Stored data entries
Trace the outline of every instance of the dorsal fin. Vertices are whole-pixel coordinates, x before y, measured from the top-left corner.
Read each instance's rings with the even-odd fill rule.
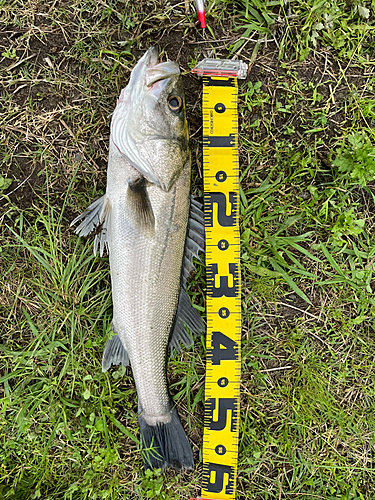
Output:
[[[184,325],[189,328],[193,335],[201,335],[205,330],[205,324],[199,312],[191,305],[188,294],[181,287],[175,325],[169,340],[169,349],[172,355],[173,351],[181,352],[180,342],[185,347],[191,347],[194,344]]]
[[[203,206],[191,196],[190,217],[182,263],[182,285],[184,288],[186,287],[186,280],[190,277],[190,273],[195,269],[193,257],[200,260],[199,252],[204,252],[204,214],[202,208]]]
[[[202,205],[191,196],[190,217],[182,262],[182,286],[175,325],[169,340],[169,348],[172,355],[174,351],[181,352],[180,342],[185,347],[191,347],[194,344],[193,339],[185,329],[185,325],[192,335],[201,335],[205,331],[205,324],[199,312],[191,305],[189,296],[185,291],[186,280],[195,269],[193,257],[200,260],[199,252],[204,252],[204,214],[202,208]]]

▸ YOUR OBJECTIVE:
Report every line above that has the string "instance" in it.

▸ RESULT OF THE EXERCISE:
Trace the outline of every instance of the dorsal fin. Vertices are whole-pixel coordinates, x before y, measured from the top-left corner.
Read each instance's rings with the even-odd fill rule.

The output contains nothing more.